Like other special days in our lives, Christmas, New Year and the days around them tend to invoke my very vivid memories of my fifty-mumble Christmases. Daddy never talked about his childhood Christmases (stupid me, I didn't ask), and Mother's biggest memory was of the time they all got some candy, and her older sister hid hers in the sewing machine drawer so that when their brother ate all of his, she could retrieve hers and eat it in front of him. He beat her at her own game by finding the hiding place and consuming the goodies, then laughed at the sister when her big moment fizzled.
My Christmas memories are divided by the places we lived. Lexington, a snowy city when I was young, California and warm Christmases later on, and Arkansas and the decorated staircase banister. Hunting for Christmas trees every place we lived, until I married a man allergic to evergreen. Through all of those years, Mother was baking and decorating. She made fruit cakes (and you haven't had fruit cake unless you've had one baked in October and given a "little drink" every few days until Christmas), fudge, divinity, marble divinity, cookies. And those are just the sweets. Midnight Mass, the big breakfast on Christmas morning (which drove my wanting-to-open-presents husband nuts as we were finally ready for "The Tree" at 11:30 when Mother realized she didn't have film for her camera and sent Daddy and me out to locate some). In earlier years, there was always one unwrapped gift waiting to surprise us as we entered the room. Mother loved Christmas and the wonder, and her devout belief in the religious origins and adherence to many Advent customs (Advent wreath with, yes, daily prayers, and I used to get up early to go to daily Mass with her) didn't prevent her from enjoying the secular traditions. When Darling Daughter was about 7, I asked Mother when I stopped believing in Santa. My then 77-year old mother turned wide eyes on me and said, "You don't believe in Santa?" And that was the last word on that!
Once we had our Darling Daughter 26 years ago, many Christmases were spent at our own home, although there were a few during which we traveled 876 miles to my Mother's. Each time, Dearest Husband declared that never again would we traverse snowy and icy roads for Christmas in Arkansas, but he gave in and we would go back. I have so many memories of Christmases the past 26 years. There was the year our Darling Daughter needed a nap during the opening of presents, the time she'd rather play with the bows than the gifts we bought her. The time Santa's Helper at the Mall told her that Teenage Mutant Ninja Turtles were boys' toys and she asserted, "Girls, too!" I was so proud! There were years she hounded us out of bed at 6, then the years we had to haul her out at 10:30. The year we gave her Dad a Razorback Beanie Baby, the year we gave her a red Tommy coat, the year she and I wrapped "Apollo XIII" in a BIG box so Dearest Hubby wouldn't know he was getting it. I remember movies a lot. We always had a new one on video to watch, and then, after our Darling Daughter got a job at a movie theater, we actually saw a movie on Christmas Day while she worked. Just being in the same building meant Christmas together. More recently, DD's had to fly home and Christmas has meant DH's compulsive collecting and decorating. Picture the house from "National Lampoon's Christmas Vacation," only inside.

• RECORD EXTRACTS:

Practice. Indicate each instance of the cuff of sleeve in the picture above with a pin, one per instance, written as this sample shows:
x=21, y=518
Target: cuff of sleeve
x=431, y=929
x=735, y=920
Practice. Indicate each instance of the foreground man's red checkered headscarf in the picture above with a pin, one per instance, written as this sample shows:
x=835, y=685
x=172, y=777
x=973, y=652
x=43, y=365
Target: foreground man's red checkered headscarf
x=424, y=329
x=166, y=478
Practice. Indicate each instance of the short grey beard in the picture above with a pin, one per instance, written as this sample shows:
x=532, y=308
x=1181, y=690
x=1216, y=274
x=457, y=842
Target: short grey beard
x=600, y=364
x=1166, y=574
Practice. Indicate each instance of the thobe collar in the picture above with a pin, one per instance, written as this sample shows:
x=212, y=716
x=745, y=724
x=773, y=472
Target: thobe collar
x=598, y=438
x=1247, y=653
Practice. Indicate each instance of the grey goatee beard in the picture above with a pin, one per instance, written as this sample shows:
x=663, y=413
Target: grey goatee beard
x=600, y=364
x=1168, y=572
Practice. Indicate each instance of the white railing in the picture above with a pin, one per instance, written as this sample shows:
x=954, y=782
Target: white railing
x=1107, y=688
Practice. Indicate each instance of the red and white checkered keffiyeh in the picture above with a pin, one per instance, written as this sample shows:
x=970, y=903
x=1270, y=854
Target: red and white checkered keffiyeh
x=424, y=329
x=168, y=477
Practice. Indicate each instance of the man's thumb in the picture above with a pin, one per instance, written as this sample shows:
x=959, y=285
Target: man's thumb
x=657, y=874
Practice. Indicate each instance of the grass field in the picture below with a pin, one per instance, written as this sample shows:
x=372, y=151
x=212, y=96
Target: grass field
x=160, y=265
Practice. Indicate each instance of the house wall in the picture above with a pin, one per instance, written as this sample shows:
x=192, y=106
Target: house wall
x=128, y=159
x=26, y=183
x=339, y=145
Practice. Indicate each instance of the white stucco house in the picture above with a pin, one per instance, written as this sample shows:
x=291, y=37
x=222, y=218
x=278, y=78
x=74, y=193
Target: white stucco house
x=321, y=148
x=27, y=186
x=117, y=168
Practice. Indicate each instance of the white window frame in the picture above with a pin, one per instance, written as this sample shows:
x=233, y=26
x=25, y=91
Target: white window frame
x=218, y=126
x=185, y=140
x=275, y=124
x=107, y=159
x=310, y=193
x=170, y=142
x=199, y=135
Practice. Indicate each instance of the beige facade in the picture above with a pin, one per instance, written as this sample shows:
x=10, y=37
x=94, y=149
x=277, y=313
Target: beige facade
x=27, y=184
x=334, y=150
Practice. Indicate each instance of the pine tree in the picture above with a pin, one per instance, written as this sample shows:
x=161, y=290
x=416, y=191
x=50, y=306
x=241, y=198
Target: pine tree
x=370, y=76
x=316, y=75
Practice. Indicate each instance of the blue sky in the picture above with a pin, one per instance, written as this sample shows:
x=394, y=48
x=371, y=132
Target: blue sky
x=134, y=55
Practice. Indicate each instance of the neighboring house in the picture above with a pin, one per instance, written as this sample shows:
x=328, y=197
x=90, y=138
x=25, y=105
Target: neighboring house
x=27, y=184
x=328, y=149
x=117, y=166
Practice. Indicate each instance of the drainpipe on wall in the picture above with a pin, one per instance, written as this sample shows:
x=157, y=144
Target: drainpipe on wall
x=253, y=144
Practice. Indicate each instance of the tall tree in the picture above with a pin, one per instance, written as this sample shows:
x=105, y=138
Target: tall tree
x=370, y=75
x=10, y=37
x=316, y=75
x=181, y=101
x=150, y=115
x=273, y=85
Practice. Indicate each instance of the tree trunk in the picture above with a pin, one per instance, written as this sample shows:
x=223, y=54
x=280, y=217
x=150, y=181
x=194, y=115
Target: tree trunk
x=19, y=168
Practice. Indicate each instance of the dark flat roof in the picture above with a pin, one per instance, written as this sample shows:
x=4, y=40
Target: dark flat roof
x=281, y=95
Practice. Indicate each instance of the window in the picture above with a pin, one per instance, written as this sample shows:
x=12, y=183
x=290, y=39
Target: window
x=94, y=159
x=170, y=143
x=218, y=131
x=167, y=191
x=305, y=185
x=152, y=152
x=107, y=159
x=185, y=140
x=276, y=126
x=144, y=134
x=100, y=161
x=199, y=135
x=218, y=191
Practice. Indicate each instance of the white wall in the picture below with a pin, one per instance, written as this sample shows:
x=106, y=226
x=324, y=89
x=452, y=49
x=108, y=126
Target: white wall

• WHAT THIS TASK INVOLVES: In the Christmas memories text, how many miles did the family travel to spend Christmas at the writer's mother's home?

• TASK OUTPUT: 876 miles.